TASK GOAL>
Working from the records below, repeat exactly the lines starting at the line that contains "Query: flowing skirt" and ending at the line that contains "Query: green foliage in bouquet", inclusive.

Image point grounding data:
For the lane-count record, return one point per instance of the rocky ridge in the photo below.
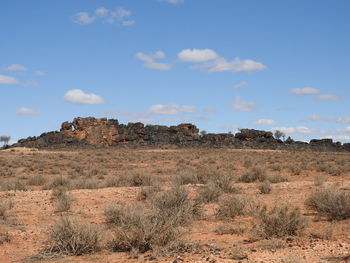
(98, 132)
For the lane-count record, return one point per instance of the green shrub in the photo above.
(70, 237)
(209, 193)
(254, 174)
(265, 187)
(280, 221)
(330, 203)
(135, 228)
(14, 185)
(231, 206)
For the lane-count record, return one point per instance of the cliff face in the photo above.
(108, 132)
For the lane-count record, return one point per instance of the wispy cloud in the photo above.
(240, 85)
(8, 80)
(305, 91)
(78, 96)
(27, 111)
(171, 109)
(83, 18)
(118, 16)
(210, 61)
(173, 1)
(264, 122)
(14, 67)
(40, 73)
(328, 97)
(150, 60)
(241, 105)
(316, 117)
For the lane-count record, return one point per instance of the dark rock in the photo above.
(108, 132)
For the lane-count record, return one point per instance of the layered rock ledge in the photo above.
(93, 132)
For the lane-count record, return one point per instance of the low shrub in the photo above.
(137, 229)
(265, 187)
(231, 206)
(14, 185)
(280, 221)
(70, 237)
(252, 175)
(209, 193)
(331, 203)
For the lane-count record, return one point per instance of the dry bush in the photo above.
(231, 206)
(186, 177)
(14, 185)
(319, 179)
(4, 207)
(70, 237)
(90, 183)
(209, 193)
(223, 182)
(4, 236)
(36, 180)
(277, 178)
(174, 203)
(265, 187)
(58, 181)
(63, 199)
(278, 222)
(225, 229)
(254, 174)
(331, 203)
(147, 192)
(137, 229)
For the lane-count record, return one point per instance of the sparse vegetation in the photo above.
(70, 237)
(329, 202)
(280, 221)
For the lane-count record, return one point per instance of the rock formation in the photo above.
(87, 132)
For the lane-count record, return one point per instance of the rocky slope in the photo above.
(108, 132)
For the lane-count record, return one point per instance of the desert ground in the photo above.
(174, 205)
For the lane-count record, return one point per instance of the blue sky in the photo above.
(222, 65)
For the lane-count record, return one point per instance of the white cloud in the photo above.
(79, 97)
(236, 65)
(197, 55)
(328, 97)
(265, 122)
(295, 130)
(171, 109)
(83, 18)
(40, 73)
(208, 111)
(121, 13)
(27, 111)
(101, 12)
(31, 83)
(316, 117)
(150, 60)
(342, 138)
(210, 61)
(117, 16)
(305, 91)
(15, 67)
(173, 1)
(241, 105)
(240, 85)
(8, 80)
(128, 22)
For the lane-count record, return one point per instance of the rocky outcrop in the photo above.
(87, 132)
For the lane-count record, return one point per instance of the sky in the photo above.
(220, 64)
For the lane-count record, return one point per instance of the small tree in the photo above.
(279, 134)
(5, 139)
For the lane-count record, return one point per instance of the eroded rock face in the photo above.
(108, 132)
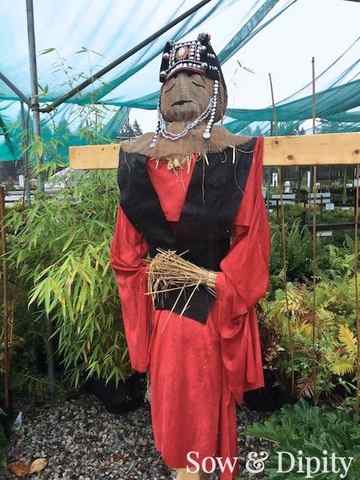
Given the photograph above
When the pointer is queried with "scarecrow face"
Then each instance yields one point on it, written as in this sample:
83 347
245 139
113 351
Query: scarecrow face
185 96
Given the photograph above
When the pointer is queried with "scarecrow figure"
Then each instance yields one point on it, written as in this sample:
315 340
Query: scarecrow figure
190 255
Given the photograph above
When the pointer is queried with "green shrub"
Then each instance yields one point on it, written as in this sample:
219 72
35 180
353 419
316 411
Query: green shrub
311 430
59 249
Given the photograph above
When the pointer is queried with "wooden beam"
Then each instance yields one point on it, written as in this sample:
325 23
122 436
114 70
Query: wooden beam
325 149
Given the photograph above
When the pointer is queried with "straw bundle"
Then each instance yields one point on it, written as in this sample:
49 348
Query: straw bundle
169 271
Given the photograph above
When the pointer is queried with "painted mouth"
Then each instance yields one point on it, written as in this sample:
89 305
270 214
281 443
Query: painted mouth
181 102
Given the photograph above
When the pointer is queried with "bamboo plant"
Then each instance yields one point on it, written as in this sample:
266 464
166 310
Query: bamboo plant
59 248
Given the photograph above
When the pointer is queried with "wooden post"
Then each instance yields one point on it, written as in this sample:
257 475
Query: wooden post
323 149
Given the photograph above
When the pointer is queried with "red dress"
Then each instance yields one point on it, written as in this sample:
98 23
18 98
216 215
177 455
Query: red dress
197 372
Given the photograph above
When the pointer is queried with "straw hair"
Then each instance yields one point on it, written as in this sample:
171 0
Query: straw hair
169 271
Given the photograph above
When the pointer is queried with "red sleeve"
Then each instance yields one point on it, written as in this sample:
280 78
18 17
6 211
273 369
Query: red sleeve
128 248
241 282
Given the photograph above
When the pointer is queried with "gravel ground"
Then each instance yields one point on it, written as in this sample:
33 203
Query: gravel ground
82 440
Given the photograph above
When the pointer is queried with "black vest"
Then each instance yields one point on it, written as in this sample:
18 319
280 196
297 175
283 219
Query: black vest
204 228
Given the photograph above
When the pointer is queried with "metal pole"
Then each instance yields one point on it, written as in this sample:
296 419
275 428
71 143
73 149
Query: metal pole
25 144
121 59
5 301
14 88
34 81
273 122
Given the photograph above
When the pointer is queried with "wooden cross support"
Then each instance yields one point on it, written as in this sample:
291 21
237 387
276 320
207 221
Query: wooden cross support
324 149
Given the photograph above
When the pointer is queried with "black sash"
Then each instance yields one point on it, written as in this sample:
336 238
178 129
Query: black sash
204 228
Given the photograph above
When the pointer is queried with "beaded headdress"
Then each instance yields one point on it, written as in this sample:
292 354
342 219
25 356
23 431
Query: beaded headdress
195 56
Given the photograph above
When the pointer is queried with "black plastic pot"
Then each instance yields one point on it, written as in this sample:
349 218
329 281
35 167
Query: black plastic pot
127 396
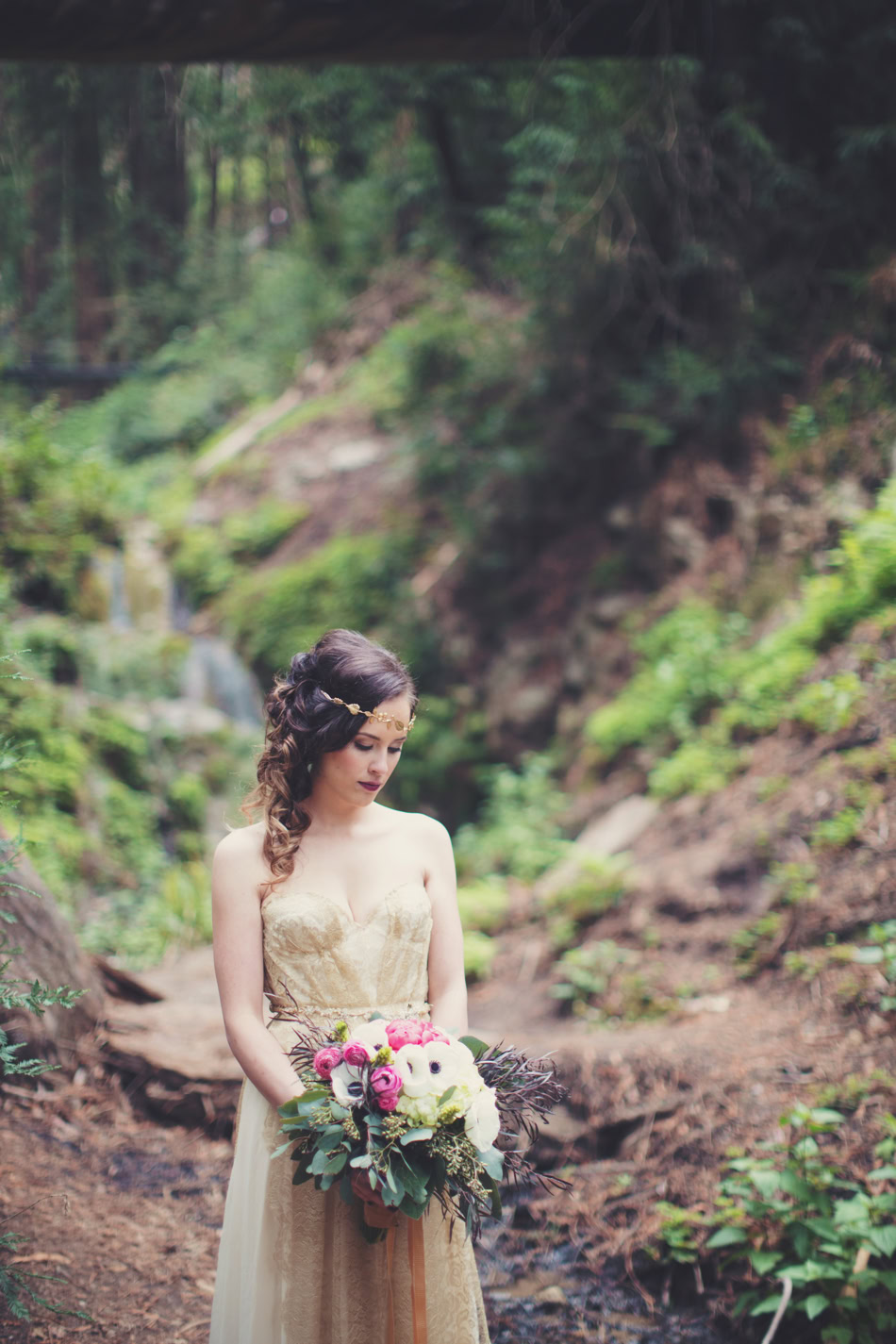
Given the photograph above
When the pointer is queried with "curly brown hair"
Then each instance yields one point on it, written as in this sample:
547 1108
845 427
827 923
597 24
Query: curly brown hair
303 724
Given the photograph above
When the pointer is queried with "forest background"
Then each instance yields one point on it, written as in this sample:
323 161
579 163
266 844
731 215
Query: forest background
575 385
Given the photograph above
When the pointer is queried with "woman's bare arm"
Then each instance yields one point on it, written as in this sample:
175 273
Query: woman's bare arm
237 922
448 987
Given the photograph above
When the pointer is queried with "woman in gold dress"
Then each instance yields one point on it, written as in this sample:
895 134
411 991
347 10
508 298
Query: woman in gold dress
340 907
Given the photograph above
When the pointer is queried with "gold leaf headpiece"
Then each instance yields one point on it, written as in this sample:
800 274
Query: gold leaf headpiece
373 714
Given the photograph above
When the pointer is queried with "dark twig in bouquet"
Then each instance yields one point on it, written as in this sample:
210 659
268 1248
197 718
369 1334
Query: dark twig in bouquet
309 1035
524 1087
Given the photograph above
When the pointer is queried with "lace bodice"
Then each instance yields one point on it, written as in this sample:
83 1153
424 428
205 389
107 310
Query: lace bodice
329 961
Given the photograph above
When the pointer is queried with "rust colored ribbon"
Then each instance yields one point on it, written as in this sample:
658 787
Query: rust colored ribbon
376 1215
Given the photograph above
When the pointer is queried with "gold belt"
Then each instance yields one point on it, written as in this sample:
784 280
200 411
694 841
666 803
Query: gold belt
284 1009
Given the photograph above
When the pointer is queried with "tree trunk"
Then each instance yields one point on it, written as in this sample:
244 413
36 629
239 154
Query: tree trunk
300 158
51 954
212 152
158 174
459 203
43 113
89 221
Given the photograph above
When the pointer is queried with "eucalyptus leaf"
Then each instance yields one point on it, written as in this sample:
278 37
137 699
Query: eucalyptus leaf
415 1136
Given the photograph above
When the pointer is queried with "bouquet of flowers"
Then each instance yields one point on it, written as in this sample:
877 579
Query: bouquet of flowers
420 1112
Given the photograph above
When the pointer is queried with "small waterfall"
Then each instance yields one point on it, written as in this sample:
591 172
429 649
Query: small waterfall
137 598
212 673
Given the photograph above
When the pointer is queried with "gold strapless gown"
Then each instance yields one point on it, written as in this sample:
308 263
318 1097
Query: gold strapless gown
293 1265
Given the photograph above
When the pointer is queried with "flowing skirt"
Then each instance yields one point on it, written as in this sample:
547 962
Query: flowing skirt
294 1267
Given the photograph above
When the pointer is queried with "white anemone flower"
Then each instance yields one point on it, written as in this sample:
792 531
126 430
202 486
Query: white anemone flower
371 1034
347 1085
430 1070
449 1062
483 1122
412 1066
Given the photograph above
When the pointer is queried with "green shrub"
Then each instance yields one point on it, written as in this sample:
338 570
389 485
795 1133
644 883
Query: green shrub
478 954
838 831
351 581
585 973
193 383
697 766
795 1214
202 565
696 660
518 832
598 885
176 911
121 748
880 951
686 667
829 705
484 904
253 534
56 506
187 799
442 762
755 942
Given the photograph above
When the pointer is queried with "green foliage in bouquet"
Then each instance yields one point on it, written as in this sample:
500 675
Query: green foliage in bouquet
==
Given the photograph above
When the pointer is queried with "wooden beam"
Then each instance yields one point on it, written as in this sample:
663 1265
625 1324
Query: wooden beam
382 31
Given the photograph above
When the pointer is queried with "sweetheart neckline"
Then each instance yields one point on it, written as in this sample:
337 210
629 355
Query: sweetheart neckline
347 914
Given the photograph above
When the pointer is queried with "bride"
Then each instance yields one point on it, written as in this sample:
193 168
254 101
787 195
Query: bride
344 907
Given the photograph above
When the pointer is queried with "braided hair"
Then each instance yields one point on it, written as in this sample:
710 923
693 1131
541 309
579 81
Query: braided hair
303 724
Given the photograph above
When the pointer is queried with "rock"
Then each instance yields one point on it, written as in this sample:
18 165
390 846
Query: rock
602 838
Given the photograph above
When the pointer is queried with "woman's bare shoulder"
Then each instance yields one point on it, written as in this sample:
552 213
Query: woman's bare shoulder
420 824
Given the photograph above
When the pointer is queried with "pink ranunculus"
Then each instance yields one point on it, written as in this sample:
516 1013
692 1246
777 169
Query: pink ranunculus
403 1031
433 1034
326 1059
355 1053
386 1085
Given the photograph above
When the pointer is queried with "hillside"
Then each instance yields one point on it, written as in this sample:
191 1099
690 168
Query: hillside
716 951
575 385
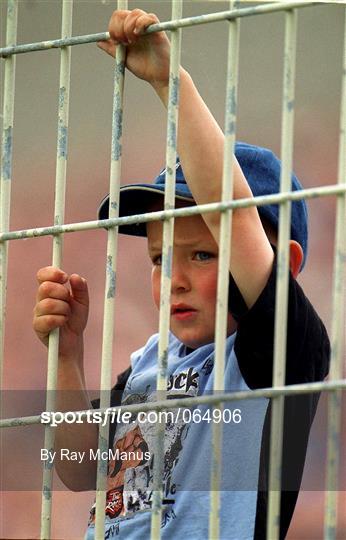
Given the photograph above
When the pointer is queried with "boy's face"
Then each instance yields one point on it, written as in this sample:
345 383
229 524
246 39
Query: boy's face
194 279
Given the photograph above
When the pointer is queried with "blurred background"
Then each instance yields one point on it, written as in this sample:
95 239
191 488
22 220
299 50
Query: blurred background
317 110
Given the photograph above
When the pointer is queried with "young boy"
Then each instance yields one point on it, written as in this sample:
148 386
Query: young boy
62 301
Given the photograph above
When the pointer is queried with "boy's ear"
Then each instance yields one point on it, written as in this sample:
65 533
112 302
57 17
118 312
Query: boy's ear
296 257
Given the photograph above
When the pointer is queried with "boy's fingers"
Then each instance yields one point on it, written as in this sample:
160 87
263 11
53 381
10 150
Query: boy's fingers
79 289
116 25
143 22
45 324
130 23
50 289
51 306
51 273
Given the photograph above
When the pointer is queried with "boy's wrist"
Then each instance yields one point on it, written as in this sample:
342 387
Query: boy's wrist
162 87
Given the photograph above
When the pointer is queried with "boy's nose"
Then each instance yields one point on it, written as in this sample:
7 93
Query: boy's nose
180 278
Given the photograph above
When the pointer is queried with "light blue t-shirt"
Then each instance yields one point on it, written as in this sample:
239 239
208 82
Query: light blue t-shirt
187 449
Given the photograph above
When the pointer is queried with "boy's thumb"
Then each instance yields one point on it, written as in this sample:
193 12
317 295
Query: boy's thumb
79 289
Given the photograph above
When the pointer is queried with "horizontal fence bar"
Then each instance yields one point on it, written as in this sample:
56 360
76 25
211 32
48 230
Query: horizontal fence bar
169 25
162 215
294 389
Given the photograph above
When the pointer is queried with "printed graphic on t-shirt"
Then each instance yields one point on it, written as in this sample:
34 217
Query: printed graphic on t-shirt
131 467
--
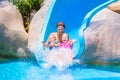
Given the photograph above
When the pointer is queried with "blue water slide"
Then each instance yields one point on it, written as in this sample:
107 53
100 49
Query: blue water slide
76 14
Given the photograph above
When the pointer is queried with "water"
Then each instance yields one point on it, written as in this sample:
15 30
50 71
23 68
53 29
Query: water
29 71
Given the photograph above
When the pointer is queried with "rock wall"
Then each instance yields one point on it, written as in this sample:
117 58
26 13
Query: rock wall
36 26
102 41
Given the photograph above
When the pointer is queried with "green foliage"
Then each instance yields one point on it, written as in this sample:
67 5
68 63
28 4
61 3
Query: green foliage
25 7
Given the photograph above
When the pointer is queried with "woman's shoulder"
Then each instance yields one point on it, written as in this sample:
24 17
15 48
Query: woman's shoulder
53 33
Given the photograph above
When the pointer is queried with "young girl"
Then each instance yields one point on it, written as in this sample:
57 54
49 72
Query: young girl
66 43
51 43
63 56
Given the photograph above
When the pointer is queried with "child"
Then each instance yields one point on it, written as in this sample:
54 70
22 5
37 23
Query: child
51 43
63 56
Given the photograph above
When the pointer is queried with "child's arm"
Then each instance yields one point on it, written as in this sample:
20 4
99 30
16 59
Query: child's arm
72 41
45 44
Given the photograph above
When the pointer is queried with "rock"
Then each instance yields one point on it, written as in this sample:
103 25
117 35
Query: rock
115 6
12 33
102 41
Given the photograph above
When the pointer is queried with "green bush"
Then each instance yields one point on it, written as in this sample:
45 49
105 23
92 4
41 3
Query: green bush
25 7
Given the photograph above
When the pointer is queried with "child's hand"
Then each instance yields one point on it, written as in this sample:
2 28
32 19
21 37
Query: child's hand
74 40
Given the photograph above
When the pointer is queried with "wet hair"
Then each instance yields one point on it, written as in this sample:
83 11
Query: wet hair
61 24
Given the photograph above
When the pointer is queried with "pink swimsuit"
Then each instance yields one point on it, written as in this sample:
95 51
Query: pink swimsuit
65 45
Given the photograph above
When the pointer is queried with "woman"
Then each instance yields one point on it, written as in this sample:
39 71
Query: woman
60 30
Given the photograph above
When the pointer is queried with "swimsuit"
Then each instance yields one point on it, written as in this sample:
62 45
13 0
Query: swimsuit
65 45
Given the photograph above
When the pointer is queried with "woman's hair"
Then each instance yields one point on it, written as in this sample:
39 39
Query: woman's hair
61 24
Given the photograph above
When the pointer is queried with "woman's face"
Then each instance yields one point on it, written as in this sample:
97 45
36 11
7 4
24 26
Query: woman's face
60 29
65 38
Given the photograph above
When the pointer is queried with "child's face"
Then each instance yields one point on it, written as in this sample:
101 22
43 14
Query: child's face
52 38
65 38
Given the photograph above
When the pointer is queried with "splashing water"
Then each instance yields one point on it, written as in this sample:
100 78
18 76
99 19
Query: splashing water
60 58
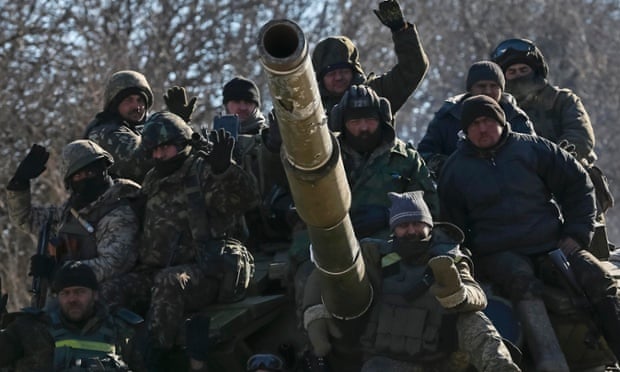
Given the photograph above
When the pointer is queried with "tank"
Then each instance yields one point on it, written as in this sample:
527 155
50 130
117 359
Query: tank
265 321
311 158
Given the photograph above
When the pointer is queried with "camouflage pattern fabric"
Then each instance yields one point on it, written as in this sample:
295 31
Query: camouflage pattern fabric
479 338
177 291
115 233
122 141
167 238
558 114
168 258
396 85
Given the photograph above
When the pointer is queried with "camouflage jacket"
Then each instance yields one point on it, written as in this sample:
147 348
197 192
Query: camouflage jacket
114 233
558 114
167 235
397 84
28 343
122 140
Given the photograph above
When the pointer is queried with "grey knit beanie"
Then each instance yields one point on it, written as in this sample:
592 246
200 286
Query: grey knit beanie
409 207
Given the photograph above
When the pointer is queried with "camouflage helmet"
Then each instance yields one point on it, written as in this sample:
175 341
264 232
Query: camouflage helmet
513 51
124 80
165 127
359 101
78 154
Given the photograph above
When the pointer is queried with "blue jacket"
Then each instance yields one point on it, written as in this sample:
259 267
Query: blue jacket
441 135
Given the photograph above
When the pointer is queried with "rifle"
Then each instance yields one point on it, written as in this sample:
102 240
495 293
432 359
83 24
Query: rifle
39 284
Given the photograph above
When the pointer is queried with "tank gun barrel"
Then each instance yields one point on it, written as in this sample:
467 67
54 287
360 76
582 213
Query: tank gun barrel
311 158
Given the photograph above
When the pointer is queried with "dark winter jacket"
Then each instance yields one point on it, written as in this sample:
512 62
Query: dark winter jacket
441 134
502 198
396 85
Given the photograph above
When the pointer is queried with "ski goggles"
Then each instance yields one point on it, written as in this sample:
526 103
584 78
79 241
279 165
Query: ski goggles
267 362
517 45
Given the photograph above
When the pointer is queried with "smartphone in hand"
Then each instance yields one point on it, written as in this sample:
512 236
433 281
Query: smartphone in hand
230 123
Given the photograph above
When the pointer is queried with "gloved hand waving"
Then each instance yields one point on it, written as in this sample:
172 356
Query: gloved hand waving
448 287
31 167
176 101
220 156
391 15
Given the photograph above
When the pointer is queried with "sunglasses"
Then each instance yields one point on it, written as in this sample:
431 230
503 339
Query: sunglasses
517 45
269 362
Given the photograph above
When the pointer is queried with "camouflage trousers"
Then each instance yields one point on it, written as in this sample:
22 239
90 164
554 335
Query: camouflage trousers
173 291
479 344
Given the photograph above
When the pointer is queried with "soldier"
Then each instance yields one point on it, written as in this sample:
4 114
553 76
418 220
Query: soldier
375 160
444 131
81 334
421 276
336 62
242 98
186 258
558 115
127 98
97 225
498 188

ANSWER SPACE>
Query: flowing skirt
294 1267
Given the photograph above
When the pointer is queried with "white anemone flower"
Then each instance yields one point on it, written as in this sample:
792 531
126 430
202 486
Query: white anemone flower
371 1034
347 1085
430 1070
449 1062
483 1122
412 1066
Given the photograph above
When the pointer is queried with "green shrub"
Then each instance yields one point on it, written as in this sample:
338 570
389 485
795 1133
644 883
Query: green shrub
478 954
838 831
351 581
585 973
193 383
697 766
795 1214
202 565
696 660
518 832
598 885
176 911
121 748
880 951
686 667
829 705
484 904
253 534
56 506
187 799
442 762
755 942
Given the photograph above
When the pointer is queried with "green foliage in bouquet"
Then each instance yields one point on it, written as in this sample:
500 675
Query: green foliage in bouquet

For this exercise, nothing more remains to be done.